Document passage:
In this context we have said (see commentaries on Bereshit and Noach in this blog) that the Flood, Babel's tower, Sodom and Gomorrah, and Egypt during the Exodus, where episodes in our history in which God's Love made prevail real freedom for the sake of Love's ways and attributes over the darkness of ego's idolatry. We must perceive what occurred in those times and places not as destruction but as transitions to make us value, cherish and protect the freedom than only Love can give us. We as individuals and as humankind have gone through more pain than fulfillment in the process of learning what is really important in our lives.

It seems certainly unbelievable that we still live like those in the times of the Flood, when people didn't believe in anything but their ego's illusions and lived to steal from others and kidnap others in order to have their possessions. Almost 70 years ago more than 55 million people died during a war against the threat of totalitarianism as it happened in the times of Babel's tower, when Nimrod was emulated by Hitler and the so called fundamentalist radical Islamic "militants". We still suffer racism, discrimination, xenophobia, cruelty and torture as in Sodom and Gomorrah, not to mention the current sexual depravity and immorality of religious fanatics "marrying" ten year-old girls. And we still see slave trade and forced servitude in many countries, most of them under Islamic rule, and several other forms of slavery among the most conspicuous of all, consumer's society.

The first four portions of the book of Exodus have two main characters which are Moses and Pharaoh. Each represent completely oppose qualities. Pharaoh is the epitome of an egocentric approach to life and the material world, and Moses the highest awareness of God's Love in His Creation. Moses, the most humble of human being who has ever lived and Pharaoh as the most arrogant of all Biblical characters. One whose delusional desires pretend to subjugate and exploit all levels and dimensions of consciousness, and the one whose only mission is to direct them under the guidance of God's Love. One full of himself while the other is full of the awareness of Love's attributes. In this opposite traits we can have an idea of who is who.

Our oral tradition tells us that Moses lived 40 years in Egypt in the palace of the ruler of the most depraved nation of its time, 40 years among idolaters in Median, and 40 years as the man who was the closest to the Creator. These three periods mean that Moses went through several transitions in order to become the chosen redeemer of the children of Israel in Egypt. This teaches us that we all sooner or later go through one stage to the other in the process to achieve complete awareness of the Creator. At one point we get fed up with the futility of living a meaningless life under ego's fantasies and illusions. Then, we start reflecting and meditating on the things that are really relevant in life, as the shepherds do when they tend the sheep. Finally, when we are living free and far from materialistic illusions, we are ready to meet the Divine Presence concealed by such illusions.

Sages say that those who want to be redeemed must prepare for Redemption. In other words, as it always is, the choice is ours. Either Moses or Pharaoh, the Promised Land or Egypt.

Vaeira: Love as Freedom from Ego's Dominion

Our Sages explain the hardships of the children of Israel under heavy bondage in Egypt as a learning and purifying process prior to standing before the Divine Presence. We have said many times that evil and negativity are just references for our free will to make the positive choices that bring us goodness, prosperity and true fulfillment and happiness. The only way to make positive choices is to have an absolute knowledge of what are their opposites. By absolute we mean a thorough and complete awareness of what we must avoid in order to pursue our destiny as individuals and as humankind.

Raw data:

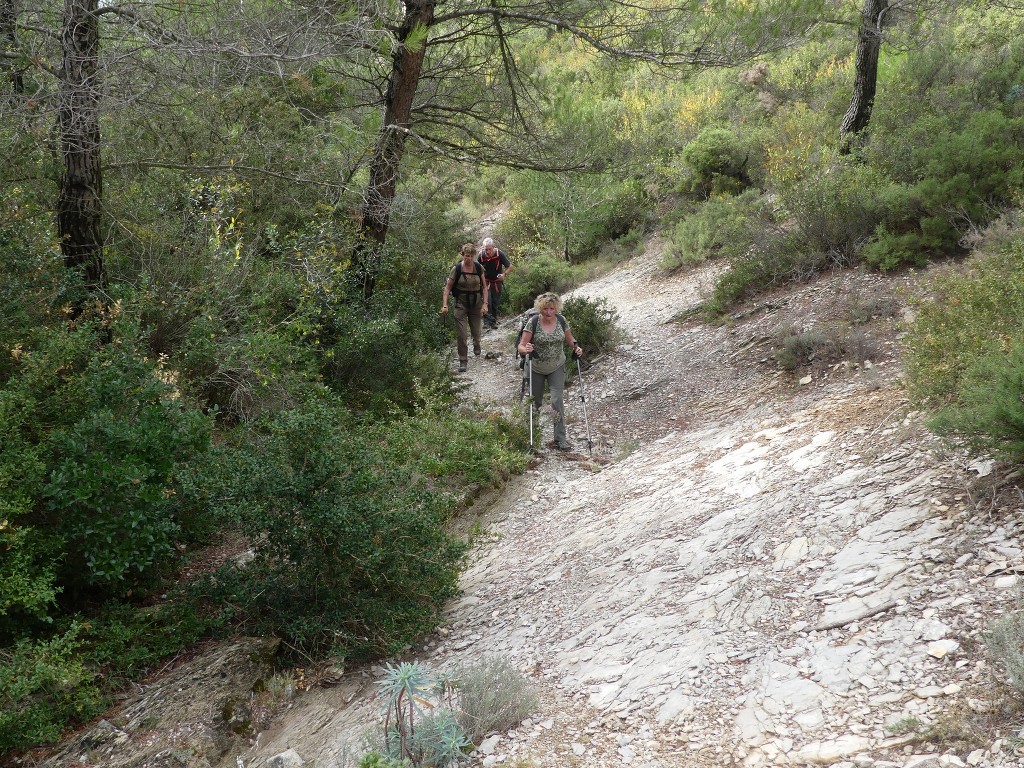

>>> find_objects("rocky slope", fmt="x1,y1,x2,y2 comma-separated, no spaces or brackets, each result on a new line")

Task list:
• a. Answer these from the Exodus commentary, one line each:
(i) According to the oral tradition it cites, how many years did Moses live in the palace in Egypt?
(ii) How many people does it say died in the war almost 70 years ago?
(iii) Who are the two main characters of the first four portions of the book of Exodus?
• b. In one to three sentences, explain why the Exodus commentary says we need a thorough awareness of evil and negativity.
• c. Go on with the Exodus commentary, starting after its last sentence.

Answers for this exercise:
• a.
(i) 40 years
(ii) More than 55 million
(iii) Moses and Pharaoh

• b. The commentary calls evil and negativity references that let our free will make positive choices. It says the only way to make those choices is to fully know their opposites, meaning what we must avoid in order to pursue our destiny as individuals and as humankind.

• c.
This approach is the opposite of a partial or relative knowledge of evil and negativity, which justifies them as a “natural” part of our consciousness. The bondage in Egypt was the overwhelming and unbearable immersion in the materialistic approach to life under which ego (Pharaoh) is the god that dominates all levels of consciousness. When our attachment to ego's fantasies and illusions becomes unbearable, for they are devoid of true meaning and fulfillment, we can finally recognize, value and cherish Love's ways and attributes.

The harsh suffering of living under a meaningless and futile life is the darkness from where we seek the Light. God's will is our total happiness and fulfillment as it was originally meant in the Garden of Eden, and we are destined to return there by making positive choices, though this is entirely up to us.

Thus we understand the learning process mentioned above when the Creator answers Moses' complaint about Israel's hardships in Egypt: “(…) and He said to him, 'I am the Lord'.” (Exodus 6:2) because He determines the way we stand before Him. We have to reiterate that He gave us free will to either choose His ways or not. We as His People are destined to choose as He commands us and, in full awareness of our Covenant with Him, we choose His ways and attributes. These our Patriarchs saw in their relationship with Him: “I appeared to [lit. was seen over] Abraham, to [over] Isaac, and to [over] Jacob (…)” (6:3).

In the process of learning from the bondage to ego's materialistic illusions we ultimately realize that Love's ways and attributes are our true freedom, out of God's Love: “And I will take you to Me as a people, and I will be a God to you, and you will know that I am the Lord your God, who has brought you out from under the burdens of the Egyptians.” (6:7).

As we mentioned in our commentaries on the book of Exodus (see 2010-2011 in this blog) Moses represents our highest knowledge of the Creator and Aaron the highest awareness of our connection to Him. These two qualities are the premises to relate to Him: “That is Aaron and Moses, to whom the Lord said, 'Take the children of Israel out of the land of Egypt with their legions'.” (6:26).

Both Moses and Aaron represent the qualities that empower us to break up materialistic fantasies and illusions through the full awareness of Love's attributes as the true references to approach life and the material world: “They are the ones who spoke to Pharaoh, the king of Egypt, to let the children of Israel out of Egypt; they are Moses and Aaron.” (6:27). Love is entitled and destined to direct and guide all the driving forces of life, ego included.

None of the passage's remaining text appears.